Records =
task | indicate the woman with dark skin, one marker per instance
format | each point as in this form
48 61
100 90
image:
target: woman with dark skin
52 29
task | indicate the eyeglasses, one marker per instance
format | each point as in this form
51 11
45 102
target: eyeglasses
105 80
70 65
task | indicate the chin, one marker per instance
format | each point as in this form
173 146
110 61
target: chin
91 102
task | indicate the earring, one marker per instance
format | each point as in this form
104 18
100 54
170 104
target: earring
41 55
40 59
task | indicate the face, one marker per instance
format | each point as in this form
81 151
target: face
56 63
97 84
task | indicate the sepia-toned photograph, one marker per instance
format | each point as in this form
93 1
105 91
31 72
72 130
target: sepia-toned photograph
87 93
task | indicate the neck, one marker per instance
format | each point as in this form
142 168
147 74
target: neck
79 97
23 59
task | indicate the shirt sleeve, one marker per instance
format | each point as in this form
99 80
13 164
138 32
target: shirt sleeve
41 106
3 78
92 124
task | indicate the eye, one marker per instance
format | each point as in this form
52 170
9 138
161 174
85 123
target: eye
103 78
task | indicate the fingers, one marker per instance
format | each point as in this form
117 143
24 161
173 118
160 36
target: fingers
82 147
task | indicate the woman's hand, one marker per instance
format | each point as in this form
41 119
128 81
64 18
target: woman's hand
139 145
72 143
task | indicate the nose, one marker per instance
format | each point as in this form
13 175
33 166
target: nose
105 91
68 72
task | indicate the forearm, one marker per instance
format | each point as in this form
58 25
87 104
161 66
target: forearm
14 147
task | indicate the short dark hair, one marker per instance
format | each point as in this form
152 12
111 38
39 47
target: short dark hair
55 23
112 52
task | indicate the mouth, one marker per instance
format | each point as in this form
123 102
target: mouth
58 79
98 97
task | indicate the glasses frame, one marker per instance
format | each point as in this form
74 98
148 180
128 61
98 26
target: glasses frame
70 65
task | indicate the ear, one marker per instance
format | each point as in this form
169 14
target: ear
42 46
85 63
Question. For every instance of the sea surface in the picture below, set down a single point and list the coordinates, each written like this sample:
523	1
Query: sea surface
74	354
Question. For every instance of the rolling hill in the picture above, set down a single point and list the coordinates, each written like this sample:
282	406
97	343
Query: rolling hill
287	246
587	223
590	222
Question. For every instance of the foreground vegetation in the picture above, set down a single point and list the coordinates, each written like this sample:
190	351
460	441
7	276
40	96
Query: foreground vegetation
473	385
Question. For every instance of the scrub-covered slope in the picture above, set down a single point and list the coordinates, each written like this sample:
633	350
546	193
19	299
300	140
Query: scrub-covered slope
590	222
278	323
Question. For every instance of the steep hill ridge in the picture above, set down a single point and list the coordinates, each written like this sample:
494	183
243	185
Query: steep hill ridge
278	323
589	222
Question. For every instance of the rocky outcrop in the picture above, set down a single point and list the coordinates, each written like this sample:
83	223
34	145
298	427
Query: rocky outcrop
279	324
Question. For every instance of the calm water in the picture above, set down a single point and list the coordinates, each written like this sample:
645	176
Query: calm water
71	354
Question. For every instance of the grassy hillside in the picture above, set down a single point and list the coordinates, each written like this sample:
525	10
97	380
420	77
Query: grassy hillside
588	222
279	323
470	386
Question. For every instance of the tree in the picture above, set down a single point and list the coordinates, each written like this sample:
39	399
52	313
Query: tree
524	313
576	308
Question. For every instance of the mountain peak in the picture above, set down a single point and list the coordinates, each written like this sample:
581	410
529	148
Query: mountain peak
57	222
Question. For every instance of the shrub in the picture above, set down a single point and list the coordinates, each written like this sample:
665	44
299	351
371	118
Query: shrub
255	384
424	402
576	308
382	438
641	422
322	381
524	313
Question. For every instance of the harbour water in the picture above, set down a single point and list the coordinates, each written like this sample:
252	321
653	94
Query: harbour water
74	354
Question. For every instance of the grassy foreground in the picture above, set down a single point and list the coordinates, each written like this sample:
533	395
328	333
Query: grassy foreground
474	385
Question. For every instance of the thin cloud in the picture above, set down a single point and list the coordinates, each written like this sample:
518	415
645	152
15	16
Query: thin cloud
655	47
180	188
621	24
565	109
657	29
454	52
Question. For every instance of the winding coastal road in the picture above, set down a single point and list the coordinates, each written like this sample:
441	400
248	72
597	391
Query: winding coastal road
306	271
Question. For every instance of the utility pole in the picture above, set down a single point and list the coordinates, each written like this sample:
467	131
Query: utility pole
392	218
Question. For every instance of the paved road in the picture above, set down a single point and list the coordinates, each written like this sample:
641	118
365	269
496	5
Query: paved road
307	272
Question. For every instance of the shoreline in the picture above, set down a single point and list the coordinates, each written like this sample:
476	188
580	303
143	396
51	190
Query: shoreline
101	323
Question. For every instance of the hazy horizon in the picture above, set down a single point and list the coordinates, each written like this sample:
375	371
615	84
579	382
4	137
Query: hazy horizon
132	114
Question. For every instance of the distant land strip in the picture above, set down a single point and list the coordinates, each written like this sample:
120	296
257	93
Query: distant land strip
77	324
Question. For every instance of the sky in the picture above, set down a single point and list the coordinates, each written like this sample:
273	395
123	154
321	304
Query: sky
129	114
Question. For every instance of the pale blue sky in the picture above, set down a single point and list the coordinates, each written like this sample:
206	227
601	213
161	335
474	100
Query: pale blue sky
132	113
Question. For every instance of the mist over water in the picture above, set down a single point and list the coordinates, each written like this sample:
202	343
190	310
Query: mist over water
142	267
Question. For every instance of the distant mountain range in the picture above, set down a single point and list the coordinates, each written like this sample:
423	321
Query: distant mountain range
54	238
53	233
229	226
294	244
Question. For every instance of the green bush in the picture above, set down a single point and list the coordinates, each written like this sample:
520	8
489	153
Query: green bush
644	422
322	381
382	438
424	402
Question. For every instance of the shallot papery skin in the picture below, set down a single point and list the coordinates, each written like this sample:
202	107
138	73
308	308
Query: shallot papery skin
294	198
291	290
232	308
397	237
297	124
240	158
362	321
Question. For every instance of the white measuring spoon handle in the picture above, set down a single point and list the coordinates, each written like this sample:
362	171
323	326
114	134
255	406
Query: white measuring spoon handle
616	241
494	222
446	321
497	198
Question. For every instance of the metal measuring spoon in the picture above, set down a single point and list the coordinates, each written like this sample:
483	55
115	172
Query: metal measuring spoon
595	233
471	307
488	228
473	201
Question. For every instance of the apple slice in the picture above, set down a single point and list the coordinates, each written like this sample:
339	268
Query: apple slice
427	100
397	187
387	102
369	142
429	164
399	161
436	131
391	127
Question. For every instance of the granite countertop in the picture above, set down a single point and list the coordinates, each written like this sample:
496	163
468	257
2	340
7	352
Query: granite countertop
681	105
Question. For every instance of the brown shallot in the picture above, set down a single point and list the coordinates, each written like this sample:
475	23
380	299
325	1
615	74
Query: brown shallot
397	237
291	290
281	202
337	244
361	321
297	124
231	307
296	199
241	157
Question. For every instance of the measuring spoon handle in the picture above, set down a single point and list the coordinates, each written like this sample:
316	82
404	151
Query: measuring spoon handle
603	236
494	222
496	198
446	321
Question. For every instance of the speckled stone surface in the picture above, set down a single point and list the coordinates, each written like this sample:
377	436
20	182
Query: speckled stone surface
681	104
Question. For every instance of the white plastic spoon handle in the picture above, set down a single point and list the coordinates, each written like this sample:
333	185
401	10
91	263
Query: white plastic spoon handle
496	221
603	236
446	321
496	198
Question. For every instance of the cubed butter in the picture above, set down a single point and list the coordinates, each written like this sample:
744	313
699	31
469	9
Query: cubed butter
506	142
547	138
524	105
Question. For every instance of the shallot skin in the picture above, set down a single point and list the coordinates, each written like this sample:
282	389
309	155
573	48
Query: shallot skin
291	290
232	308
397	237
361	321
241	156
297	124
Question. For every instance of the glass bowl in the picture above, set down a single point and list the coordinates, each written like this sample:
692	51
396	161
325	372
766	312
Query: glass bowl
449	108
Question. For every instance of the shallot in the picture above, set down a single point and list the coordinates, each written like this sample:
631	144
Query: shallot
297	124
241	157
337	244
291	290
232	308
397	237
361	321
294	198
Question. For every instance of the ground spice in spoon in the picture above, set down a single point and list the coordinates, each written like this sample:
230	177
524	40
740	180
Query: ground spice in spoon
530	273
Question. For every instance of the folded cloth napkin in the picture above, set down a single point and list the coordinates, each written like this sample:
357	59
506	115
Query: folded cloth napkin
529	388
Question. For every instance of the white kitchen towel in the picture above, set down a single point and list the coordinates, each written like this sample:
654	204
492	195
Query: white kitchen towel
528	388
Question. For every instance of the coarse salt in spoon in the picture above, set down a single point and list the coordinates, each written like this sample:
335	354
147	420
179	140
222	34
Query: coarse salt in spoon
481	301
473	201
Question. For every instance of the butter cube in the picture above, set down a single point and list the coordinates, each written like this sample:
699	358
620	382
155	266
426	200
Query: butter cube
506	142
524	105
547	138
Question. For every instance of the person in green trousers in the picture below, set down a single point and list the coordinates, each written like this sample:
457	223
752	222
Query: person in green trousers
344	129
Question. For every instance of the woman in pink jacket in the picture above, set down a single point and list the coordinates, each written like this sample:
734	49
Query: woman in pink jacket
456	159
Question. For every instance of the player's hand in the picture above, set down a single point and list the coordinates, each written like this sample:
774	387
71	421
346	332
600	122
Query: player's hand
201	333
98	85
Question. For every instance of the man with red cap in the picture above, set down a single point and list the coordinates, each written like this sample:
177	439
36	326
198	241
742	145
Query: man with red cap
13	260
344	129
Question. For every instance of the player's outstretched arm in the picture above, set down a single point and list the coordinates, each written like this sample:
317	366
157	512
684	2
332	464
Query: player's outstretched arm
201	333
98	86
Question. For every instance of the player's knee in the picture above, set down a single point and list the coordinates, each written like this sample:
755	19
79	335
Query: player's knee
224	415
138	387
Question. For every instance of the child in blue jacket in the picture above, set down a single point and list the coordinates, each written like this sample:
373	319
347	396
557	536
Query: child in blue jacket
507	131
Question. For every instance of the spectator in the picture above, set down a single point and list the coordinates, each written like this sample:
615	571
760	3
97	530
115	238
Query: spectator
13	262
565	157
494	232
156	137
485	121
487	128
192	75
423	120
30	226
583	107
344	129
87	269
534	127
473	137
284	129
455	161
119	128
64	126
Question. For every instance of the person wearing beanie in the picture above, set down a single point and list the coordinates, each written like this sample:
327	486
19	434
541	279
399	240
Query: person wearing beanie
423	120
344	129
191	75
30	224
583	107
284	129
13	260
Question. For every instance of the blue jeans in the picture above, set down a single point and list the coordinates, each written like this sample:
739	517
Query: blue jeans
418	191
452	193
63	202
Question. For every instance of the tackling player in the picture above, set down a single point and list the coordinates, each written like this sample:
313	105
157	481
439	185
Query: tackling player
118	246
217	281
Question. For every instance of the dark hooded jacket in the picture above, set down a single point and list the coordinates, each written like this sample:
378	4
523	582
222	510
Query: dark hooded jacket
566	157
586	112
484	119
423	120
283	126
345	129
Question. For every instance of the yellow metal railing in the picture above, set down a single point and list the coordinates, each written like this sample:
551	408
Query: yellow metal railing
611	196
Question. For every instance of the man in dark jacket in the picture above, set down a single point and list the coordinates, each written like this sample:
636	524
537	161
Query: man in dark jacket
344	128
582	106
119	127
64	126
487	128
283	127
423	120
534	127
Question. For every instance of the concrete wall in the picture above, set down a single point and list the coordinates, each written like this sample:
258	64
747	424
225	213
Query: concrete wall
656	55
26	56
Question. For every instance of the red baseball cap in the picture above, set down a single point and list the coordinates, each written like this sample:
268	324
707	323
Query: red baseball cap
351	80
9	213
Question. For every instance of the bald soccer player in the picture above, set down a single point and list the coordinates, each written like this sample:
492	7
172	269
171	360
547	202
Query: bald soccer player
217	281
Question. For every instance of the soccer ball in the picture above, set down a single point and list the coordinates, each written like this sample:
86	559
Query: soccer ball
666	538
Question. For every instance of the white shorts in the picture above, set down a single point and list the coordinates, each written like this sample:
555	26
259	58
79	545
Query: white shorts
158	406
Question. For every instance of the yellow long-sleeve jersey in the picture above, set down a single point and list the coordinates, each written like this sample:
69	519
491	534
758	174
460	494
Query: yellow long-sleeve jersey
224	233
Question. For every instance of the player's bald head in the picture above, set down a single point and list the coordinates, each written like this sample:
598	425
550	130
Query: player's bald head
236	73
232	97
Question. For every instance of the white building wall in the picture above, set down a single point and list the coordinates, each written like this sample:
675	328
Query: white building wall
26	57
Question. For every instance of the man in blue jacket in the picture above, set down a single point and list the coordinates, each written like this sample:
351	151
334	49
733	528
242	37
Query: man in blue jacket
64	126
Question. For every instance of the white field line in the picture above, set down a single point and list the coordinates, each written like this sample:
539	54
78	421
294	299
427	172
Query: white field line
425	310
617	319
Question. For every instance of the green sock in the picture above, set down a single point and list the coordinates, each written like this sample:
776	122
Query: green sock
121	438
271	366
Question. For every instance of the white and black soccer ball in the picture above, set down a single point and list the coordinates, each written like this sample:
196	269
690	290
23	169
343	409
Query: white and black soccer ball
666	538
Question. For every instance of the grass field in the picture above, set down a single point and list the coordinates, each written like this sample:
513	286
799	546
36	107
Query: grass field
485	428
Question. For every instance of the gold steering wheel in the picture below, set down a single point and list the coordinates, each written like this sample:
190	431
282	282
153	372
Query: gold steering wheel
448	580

Exercise task = Copy out everything from the line containing "Question. For every instance of the white building" down to the end of the listing, unchanged.

Solution for this exercise =
Question. For every instance of the white building wall in the picture above, set down a single point and list the coordinates, each written like this sample:
675	328
Query: white building wall
26	57
Question. For every instance of the man in blue jacket in the picture above, set down a single point and list the coordinates, each written like this sample:
351	151
334	49
733	528
242	37
Query: man in blue jacket
64	126
Question. For every instance of the white field line in the picture above, set down a single point and list the coordinates, each written like this sample:
539	54
78	421
294	299
427	172
Query: white field line
425	310
617	319
Question. For every instance of the green sock in the picture above, set down a single point and list the coordinates, each written like this sample:
776	122
Query: green sock
121	438
271	366
Question. For every instance of the white and black soccer ball in the picture above, set down a single point and list the coordinates, each written like this sample:
196	269
690	290
23	169
343	409
Query: white and black soccer ball
666	538
Question. For every instance of the grass field in the picture above, set down a single point and list the coordinates, each written like this sample:
513	286
799	546
36	107
Query: grass field
485	428
Question. For every instance of the gold steering wheel in the picture below, set down a single point and list the coordinates, each written like this sample:
190	431
282	282
153	372
Query: gold steering wheel
448	580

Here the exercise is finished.